THE TASK: Render each line of the listing below as a JSON list of strings, one string per line, with blank lines skipped and the pictures left out.

Items from a data source:
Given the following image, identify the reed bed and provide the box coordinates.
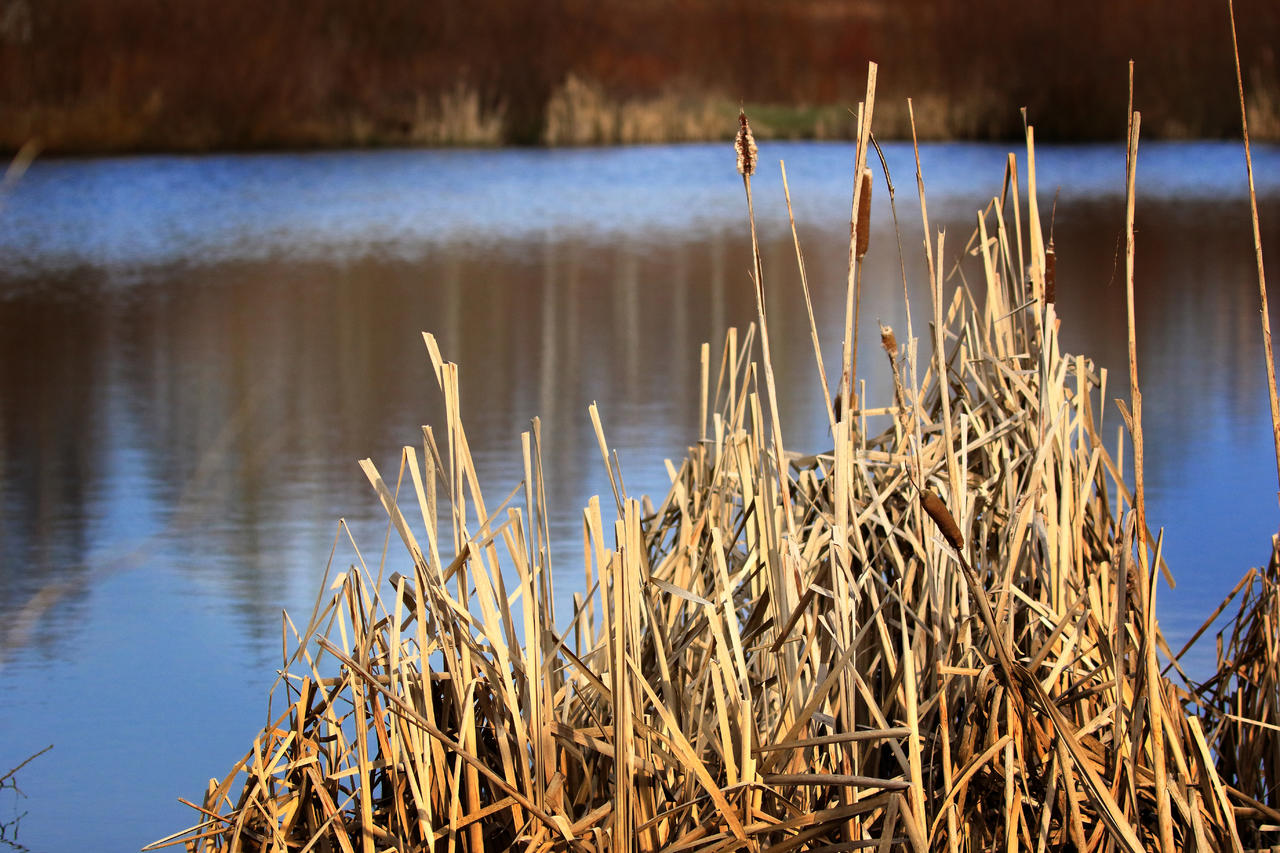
[157,76,1280,853]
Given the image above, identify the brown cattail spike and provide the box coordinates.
[881,323,897,359]
[733,110,756,178]
[1044,234,1057,302]
[855,169,872,260]
[920,489,964,553]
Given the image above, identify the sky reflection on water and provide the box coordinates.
[0,143,1280,850]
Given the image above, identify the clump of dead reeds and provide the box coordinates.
[157,68,1280,853]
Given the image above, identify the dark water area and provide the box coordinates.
[0,143,1280,852]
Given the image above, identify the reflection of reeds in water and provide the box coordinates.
[157,69,1280,853]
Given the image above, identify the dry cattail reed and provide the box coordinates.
[855,169,872,260]
[733,110,756,178]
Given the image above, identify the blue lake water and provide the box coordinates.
[0,143,1280,852]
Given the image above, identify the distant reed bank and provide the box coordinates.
[0,0,1280,154]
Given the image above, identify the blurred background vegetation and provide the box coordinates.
[0,0,1280,152]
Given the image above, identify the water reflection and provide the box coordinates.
[0,145,1280,849]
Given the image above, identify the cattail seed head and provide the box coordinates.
[881,323,897,359]
[920,489,964,551]
[733,110,756,178]
[855,169,872,260]
[1044,234,1057,302]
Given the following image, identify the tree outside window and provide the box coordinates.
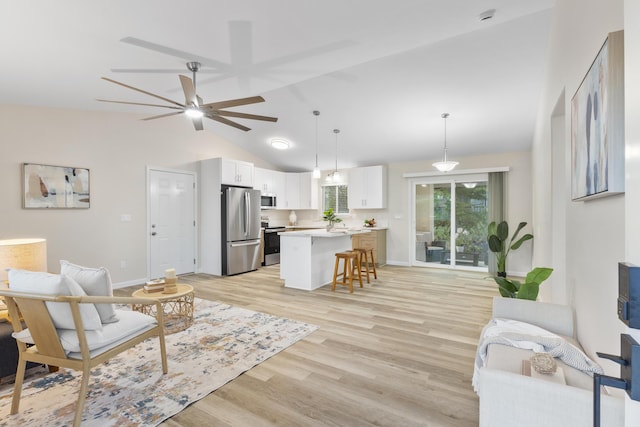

SOLUTION FOR THIS PROBLEM:
[
  "Given the following image, identify the reed bed and provide the box coordinates.",
  "[157,76,1280,853]",
  "Given the image above, identify the brown cattail spike and provide the box coordinates.",
  "[881,323,897,359]",
  "[733,110,756,178]",
  "[1044,234,1057,302]",
  "[855,169,872,260]",
  "[920,489,964,553]",
  "Given the image above, identify the sky reflection on water and provide the box coordinates.",
  "[0,143,1280,850]",
  "Given the image above, identify the clump of dead reeds and provide the box coordinates.",
  "[157,68,1280,853]",
  "Given the image above, identify the dark water area and provide the box coordinates.",
  "[0,143,1280,852]",
  "Given the image above, identify the reflection of reeds in water and provide the box coordinates.",
  "[157,69,1280,853]",
  "Given the image above, identify the dry cattail reed and provide the box coordinates.",
  "[855,169,872,260]",
  "[733,110,756,178]",
  "Given the image above, identify the blue lake water and provide the box coordinates.",
  "[0,143,1280,852]",
  "Given the image above, identify the distant reed bank and provide the box coordinates.",
  "[0,0,1280,154]",
  "Given the image above, identify the blurred background vegetation and provide the box coordinates.",
  "[0,0,1280,152]",
  "Given the image above, identify the water reflection and provide the box coordinates.",
  "[0,145,1280,849]",
  "Given the image above, identify the cattail seed head and provide the box coordinates.",
  "[881,323,897,359]",
  "[920,489,964,551]",
  "[733,110,756,178]",
  "[855,169,872,260]",
  "[1044,234,1057,302]",
  "Given the following image, identify the tree outside window and provide the box coordinates."
]